Thursday, August 16, 2007
I guess I lied again about it not being an MBA update. The real reason for the post was a funny thing happened to me yesterday. I was at lunch with a colleague at a sushi place near the office. While we were eating, I overheard the guys at the table next to me talking with the waitress about how this restaurant doesn't serve coffee. As in, it's not on the menu, you can't get a cup even if you want it. When we finished our lunch, the waitress asked if there was anything else we'd like, and I asked her whether it was true that they didn't offer coffee. She said yes, and I remarked that it was interesting that they wouldn't, since it seemed to me that people would be more likely to stick around and possibly order dessert if they could have coffee as well. I was not expecting the reply I got. She explained that they are a smaller restaurant and economically it's not worthwhile for them to serve coffee, because for the price of a cup of coffee, people would end up sitting and talking for another half hour or so when, without the coffee, the people would have left sooner allowing the restaurant to seat another customer who would then be paying more for appetizers/entrees/etc than customer 1 would have for coffee. Economically speaking, the opportunity cost of offering coffee was greater than the revenue it would generate. She got a good tip.
Tuesday, August 14, 2007
This is what I wanted to write about. It seems Michael Vick is worse than we thought. Not only did he (allegedly) oversee a dog fighting operation and (allegedly) order the execution of animals, but he also (allegedly) sold those animals on eBay in order to buy missles from Iran because he has (allegedly) sworn his allegiance to Al Qaeda. Oh and he (allegedly) hurt some guy's feelings and *gasp* (allegedly) used drugs in school zones. So in return, this guy is asking for "$63,000,000,000.00 Billion" in damages. That's right, if Michael Vick loses this case, he'll owe this guy $63,000,000,000,000,000,000.00. Just to put that number in perspective, it is 188,750 times larger than the entire cumulative economic output of the United States since 1929. Hopefully they can work out a payment plan.
Sunday, August 12, 2007
Oh yeah, and I need to line up recommenders this week too.
In unrelated news, I watched the Giants-Panthers pre-season game last night, and the Giants defense looked AWFUL! I know it's just a pre-season game but still, from what I saw it doesn't look like they've addressed their most glaring weakness from last year.
Ok, I'm off to my mom's house for a good home cooked meal.
Saturday, August 11, 2007
It's amazing what a difference a good night's sleep can have. Last night I was starting to feel better about my MBA prospects. I woke up this morning and my confidence is back. I DO have a good story to tell about me. I DO have great examples where I've demonstrated leadership and it's had a positive impact. I DO have a career vision that includes an MBA at [insert school name here]. Ok, I do feel a bit awkward about that last bit, telling each school about how their particular program is integral into my career path. But otherwise, I feel good. Now there's just that small bit of actually writing the essays and telling that story. (sarcasm) How hard could that be? (/sarcasm) Good thing this is gonna be a chill weekend for me. Just a bit of housekeeping - my apartment could use a good cleaning after last month's travelpalooza - and dinner with my Mom tomorrow night. Otherwise this weekend is all about the Quest for the MBA TM. Next weekend is gonna be busy so I want to get through a lot of it this weekend.
============================================================
-- Exercise 1 --
Summarize the blog excerpt in two sentences.
-- Exercise 2 --
List every date that heads a post in the blog excerpt.
-- Exercise 3 --
Translate this sentence from the blog excerpt into Spanish: "I woke up this morning and my confidence is back."
None of the lines after this sentence are needed for any task.

-- Records from a point labeling set --
============================================================
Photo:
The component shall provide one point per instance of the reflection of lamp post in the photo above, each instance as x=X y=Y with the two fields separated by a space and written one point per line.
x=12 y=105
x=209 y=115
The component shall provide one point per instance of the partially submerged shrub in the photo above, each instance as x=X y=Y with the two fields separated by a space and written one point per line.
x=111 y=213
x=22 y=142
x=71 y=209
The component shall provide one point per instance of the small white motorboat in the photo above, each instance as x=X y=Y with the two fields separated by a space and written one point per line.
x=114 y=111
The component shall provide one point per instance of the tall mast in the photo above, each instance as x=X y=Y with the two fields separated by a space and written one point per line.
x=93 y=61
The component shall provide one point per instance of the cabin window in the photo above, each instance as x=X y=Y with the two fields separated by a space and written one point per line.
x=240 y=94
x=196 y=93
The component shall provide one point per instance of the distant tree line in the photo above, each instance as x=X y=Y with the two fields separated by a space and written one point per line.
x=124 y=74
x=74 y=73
============================================================
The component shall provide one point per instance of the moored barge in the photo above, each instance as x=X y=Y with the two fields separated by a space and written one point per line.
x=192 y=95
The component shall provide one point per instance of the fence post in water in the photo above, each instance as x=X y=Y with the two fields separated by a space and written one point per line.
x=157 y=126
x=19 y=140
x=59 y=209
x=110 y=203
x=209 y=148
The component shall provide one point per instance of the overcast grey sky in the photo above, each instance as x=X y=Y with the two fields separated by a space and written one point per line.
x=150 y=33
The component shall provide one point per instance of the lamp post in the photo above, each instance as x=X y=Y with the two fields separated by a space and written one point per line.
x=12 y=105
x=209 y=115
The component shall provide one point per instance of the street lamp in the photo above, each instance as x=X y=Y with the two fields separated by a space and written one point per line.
============================================================
-- Exercise result 1 --
Across posts dated August 11 to 16, 2007, the writer works on MBA applications, regains confidence after a good night's sleep, and plans a weekend of essay writing and housekeeping. The writer also mocks a lawsuit against Michael Vick that seeks an absurd sum, and recounts a sushi waitress explaining that serving coffee would cost the small restaurant more in lost seating than it would earn.

-- Exercise result 2 --
- Thursday, August 16, 2007
- Tuesday, August 14, 2007
- Sunday, August 12, 2007
- Saturday, August 11, 2007

-- Exercise result 3 --
Me desperté esta mañana y mi confianza ha vuelto.